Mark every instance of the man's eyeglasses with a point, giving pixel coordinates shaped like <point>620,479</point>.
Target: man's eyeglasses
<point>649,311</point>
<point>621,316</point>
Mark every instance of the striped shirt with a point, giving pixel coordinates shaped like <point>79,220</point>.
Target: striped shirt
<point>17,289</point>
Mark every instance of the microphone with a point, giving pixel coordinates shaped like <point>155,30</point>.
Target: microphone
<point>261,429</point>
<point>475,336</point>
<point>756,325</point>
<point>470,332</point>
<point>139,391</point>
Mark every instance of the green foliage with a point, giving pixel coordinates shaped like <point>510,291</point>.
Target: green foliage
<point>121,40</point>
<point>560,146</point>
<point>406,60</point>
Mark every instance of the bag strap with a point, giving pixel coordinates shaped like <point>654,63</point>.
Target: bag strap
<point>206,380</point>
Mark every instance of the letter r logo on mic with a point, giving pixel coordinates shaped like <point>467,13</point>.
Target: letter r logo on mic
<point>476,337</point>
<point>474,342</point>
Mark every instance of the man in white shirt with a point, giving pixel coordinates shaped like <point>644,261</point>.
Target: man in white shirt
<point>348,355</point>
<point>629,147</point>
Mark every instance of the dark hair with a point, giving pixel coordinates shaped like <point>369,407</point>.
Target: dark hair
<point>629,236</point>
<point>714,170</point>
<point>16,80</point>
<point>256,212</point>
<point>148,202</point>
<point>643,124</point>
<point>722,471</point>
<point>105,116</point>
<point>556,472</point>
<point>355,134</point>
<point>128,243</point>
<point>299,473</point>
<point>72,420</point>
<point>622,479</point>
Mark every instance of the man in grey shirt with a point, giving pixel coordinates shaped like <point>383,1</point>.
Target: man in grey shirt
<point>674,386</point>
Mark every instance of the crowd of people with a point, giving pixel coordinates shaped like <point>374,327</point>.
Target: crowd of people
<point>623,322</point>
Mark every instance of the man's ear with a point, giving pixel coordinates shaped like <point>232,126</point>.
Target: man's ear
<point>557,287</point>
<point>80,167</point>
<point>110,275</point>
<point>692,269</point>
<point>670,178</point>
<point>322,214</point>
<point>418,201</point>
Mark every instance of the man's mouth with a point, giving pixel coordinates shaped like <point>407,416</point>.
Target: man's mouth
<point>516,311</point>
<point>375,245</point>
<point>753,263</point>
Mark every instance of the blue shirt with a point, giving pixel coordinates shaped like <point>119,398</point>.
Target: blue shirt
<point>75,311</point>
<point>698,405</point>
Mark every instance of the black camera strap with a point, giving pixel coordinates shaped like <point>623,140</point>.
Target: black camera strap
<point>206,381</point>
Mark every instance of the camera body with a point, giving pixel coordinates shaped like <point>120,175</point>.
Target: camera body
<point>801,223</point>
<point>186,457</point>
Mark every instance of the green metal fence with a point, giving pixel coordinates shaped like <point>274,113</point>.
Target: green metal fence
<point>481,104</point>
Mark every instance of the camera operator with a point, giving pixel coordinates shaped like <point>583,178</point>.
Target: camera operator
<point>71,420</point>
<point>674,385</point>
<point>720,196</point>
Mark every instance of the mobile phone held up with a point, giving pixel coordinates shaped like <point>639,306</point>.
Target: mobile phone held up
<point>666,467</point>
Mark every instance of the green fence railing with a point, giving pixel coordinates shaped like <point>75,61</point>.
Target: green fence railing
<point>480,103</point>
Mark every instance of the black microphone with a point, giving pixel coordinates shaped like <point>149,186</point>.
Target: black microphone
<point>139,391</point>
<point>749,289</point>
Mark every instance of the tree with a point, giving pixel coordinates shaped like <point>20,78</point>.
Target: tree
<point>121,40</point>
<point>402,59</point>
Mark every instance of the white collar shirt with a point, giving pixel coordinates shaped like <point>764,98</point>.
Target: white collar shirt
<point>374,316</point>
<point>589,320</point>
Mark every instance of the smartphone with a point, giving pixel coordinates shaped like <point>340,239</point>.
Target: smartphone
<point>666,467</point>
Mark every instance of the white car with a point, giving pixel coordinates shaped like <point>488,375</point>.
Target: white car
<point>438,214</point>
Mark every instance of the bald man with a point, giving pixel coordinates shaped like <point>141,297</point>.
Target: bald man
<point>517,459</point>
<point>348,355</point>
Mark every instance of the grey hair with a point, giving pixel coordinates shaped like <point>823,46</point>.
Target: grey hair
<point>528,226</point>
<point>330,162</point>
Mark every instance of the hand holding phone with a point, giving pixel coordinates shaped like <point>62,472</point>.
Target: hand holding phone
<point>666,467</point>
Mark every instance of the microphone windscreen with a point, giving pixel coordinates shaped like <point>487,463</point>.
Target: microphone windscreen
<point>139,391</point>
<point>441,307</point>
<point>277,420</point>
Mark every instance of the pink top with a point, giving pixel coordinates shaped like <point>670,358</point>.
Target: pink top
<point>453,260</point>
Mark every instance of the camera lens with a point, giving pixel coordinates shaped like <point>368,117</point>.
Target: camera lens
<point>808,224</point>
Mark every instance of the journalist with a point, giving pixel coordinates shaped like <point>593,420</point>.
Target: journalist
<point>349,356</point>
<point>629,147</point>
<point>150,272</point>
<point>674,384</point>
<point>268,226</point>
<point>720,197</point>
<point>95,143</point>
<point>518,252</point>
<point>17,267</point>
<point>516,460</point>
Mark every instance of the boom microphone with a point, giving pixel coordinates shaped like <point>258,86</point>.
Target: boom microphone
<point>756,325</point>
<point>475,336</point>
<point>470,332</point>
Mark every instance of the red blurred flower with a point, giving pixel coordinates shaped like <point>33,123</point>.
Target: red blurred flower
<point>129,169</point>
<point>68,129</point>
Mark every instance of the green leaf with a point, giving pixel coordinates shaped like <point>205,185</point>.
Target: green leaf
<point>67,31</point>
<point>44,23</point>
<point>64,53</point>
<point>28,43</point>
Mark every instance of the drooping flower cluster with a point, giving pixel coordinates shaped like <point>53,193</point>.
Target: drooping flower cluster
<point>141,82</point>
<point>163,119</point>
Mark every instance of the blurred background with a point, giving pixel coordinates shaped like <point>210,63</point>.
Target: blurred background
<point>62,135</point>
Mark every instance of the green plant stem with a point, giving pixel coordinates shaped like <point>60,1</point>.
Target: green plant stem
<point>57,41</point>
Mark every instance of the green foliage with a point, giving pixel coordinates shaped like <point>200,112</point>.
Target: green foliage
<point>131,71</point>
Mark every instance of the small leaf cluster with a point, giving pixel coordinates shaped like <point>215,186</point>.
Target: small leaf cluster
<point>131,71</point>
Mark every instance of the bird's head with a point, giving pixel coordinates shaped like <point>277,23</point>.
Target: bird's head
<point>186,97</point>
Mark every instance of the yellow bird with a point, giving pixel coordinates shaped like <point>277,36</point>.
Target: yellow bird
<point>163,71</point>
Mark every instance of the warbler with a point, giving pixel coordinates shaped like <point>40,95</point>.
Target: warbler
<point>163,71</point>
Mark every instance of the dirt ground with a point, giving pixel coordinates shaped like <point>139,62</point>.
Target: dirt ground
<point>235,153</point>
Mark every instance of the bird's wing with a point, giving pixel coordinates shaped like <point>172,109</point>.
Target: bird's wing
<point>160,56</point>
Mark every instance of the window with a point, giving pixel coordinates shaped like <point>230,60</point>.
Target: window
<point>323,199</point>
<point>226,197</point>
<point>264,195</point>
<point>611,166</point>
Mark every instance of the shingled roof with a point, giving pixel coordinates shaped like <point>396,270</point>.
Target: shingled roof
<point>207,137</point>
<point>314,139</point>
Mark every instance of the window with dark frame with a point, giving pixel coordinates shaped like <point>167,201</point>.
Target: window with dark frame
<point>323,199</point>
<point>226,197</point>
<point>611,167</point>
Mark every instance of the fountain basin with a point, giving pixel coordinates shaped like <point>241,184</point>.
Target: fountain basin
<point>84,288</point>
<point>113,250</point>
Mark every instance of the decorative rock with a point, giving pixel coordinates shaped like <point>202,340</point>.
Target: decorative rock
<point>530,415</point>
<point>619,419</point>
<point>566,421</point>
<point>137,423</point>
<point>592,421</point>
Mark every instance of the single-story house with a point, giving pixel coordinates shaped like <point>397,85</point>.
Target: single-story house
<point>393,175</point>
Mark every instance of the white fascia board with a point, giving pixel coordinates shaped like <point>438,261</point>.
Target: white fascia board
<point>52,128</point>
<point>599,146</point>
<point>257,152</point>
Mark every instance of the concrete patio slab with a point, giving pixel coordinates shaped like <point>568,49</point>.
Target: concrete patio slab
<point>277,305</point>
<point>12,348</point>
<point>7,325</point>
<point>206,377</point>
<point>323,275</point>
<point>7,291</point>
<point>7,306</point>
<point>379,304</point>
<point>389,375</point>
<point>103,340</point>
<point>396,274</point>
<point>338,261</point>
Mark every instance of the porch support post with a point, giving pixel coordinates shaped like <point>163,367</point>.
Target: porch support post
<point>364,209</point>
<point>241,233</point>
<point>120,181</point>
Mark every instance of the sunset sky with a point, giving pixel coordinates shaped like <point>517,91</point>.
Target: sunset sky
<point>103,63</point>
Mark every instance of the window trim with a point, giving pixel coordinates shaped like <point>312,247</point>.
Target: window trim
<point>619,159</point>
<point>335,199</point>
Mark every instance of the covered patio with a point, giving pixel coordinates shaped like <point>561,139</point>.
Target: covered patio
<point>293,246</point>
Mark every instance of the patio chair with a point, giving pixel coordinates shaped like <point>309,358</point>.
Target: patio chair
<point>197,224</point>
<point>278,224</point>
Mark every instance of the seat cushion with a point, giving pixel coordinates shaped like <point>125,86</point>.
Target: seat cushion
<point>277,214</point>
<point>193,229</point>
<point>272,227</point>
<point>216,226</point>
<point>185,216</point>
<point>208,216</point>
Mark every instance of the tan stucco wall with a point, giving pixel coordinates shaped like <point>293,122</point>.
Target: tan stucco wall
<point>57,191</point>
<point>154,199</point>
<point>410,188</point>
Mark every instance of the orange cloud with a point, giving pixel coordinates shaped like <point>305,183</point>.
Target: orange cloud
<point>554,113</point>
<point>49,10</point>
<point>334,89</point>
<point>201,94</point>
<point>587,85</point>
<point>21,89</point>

★ ★ ★

TASK PROMPT: Out of the data above, set down the lines from the one with "Mark every instance of the camera operator" to the one with "Mark every instance of the black microphone", both included, exactly as written and with no additions.

TASK RESULT:
Mark every instance of the camera operator with a point, giving pixel coordinates shaped like <point>583,178</point>.
Target: camera operator
<point>71,420</point>
<point>674,385</point>
<point>720,196</point>
Mark every instance of the mobile phone held up with a point, giving pixel coordinates shaped like <point>639,306</point>.
Target: mobile phone held up
<point>666,467</point>
Mark every instance of the green fence railing with a point, giving pixel coordinates shaped like <point>75,61</point>.
Target: green fence railing
<point>480,103</point>
Mark every instance of the black microphone with a point, giving pixel coordinates shaped like <point>149,186</point>.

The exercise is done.